Le numéro d’équilibriste de la communauté juive d’Iran
Cette communauté millénaire d'environ 15 000 personnes, la plus importante du Moyen-Orient en dehors d'Israël, condamne les frappes préventives d'Israël contre le régime islamique ; selon les experts, ce n'est pas seulement pour la forme

Bien qu’il n’y ait aucune preuve d’attaques antisémites contre la communauté juive iranienne, vieille de 2 700 ans, depuis le début de l’attaque préventive d’Israël contre les sites nucléaires et militaires de la République islamique au petit matin du 13 juin, des sources proches de cette communauté ont déclaré au Times of Israel que cette situation pourrait changer à mesure que les combats se poursuivent.
« La communauté juive va probablement faire l’objet d’une surveillance plus étroite que d’habitude, mais je ne pense pas qu’elle soit en danger plus qu’avant la guerre », a déclaré Lior Sternfeld, auteur de Between Iran and Zion: Jewish Histories of Twentieth-Century Iran (« Entre l’Iran et Sion : histoires juives de l’Iran au XXᵉ siècle ») et professeur d’histoire iranienne moderne au Département d’histoire et au Programme d’études juives l’université d’État de Pennsylvanie (UPenn).

__Vos tâches__:
(a) Quels sont tous les nombres écrits en chiffres arabes dans le texte sur la communauté juive d'Iran ?
(b) Pouvez-vous recopier le passage du texte sur la communauté juive d'Iran situé entre « Bien qu’il n’y » et « combats se poursuivent. », ces deux extraits compris ?

[Enregistrements conservés]
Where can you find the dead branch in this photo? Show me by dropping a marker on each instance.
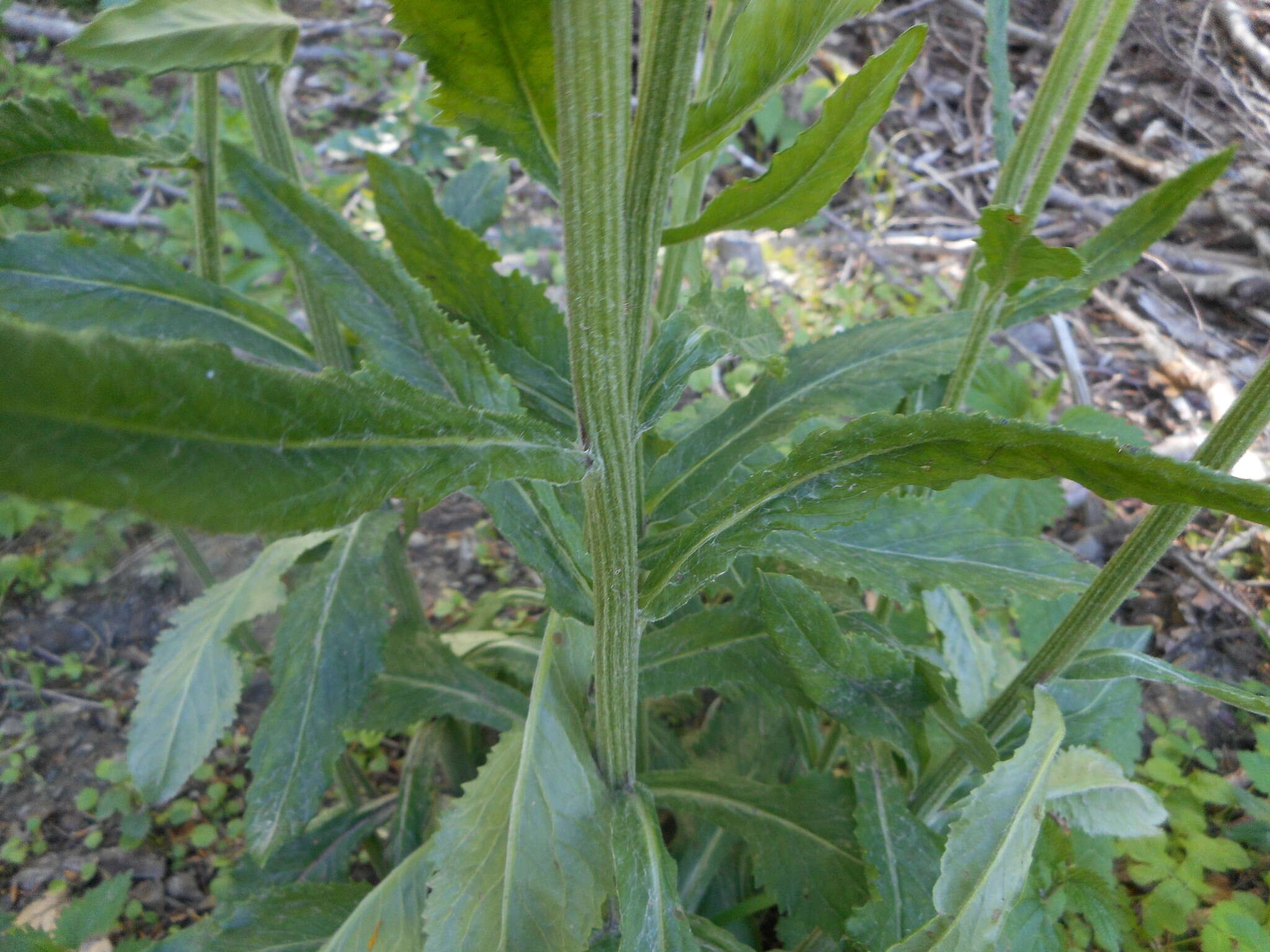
(1232, 17)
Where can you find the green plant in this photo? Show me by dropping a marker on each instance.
(50, 549)
(822, 795)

__Réponses__:
(a) 15 000, 2 700, 13

(b)
Bien qu’il n’y ait aucune preuve d’attaques antisémites contre la communauté juive iranienne, vieille de 2 700 ans, depuis le début de l’attaque préventive d’Israël contre les sites nucléaires et militaires de la République islamique au petit matin du 13 juin, des sources proches de cette communauté ont déclaré au Times of Israel que cette situation pourrait changer à mesure que les combats se poursuivent.